***** Data for this exercise *****

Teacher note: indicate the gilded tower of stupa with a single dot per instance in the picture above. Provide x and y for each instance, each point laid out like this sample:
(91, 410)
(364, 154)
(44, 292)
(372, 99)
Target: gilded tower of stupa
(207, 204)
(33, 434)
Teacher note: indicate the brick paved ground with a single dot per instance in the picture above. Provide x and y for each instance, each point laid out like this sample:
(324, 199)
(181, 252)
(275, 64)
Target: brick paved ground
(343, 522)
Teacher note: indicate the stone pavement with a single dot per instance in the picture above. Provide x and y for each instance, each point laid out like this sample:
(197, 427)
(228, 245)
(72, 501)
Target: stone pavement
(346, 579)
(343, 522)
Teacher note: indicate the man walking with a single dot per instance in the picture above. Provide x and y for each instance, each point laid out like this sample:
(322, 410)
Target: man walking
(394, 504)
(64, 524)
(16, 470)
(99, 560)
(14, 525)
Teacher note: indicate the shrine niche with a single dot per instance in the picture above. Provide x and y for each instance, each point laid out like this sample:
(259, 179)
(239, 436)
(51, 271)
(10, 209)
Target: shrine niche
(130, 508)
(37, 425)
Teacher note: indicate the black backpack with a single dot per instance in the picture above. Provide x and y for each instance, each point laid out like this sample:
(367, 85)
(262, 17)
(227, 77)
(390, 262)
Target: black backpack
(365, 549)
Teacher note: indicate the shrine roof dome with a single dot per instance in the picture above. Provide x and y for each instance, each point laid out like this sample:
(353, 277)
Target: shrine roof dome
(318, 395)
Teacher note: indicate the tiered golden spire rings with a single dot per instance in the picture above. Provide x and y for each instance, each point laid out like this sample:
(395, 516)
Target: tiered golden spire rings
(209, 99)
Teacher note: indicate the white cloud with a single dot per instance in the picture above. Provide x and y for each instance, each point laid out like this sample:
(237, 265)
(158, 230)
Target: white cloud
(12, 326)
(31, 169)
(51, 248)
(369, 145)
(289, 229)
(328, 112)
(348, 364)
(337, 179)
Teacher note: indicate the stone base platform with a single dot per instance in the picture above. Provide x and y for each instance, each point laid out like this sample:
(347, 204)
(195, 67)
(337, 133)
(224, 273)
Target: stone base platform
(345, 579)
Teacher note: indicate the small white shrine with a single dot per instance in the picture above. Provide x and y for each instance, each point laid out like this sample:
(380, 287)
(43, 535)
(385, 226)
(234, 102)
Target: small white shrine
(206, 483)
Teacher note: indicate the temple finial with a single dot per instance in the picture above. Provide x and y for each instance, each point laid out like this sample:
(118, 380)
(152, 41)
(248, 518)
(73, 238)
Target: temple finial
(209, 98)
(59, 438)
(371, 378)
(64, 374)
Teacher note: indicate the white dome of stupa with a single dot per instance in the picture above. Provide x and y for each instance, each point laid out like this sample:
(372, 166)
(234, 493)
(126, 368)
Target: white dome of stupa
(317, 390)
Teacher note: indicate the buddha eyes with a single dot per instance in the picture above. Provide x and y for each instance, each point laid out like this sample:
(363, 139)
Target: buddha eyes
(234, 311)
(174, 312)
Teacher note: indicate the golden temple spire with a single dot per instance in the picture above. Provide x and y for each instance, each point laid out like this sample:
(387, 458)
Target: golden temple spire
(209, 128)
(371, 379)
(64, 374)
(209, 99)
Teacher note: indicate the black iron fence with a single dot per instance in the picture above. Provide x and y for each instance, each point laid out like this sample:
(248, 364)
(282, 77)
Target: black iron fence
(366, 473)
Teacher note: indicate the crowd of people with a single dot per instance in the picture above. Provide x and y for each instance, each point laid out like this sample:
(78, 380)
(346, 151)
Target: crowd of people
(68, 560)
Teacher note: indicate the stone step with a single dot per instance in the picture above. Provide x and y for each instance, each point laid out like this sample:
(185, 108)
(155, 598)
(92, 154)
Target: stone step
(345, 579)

*****

▸ **Directions for this task**: Format the entries as a Markdown table with the columns Row and Line, beginning at the line that contains "Teacher note: indicate the stone step" and ending with the final line of the entries; number each line and omit blank lines.

▸ **Task solution**:
| Row | Line |
|---|---|
| 1 | Teacher note: indicate the stone step with a single dot per instance in the picture above. Provide x and y for each instance, each point laid out like this sample: |
| 2 | (185, 108) |
| 3 | (155, 598) |
| 4 | (92, 154) |
| 5 | Target: stone step |
| 6 | (345, 579) |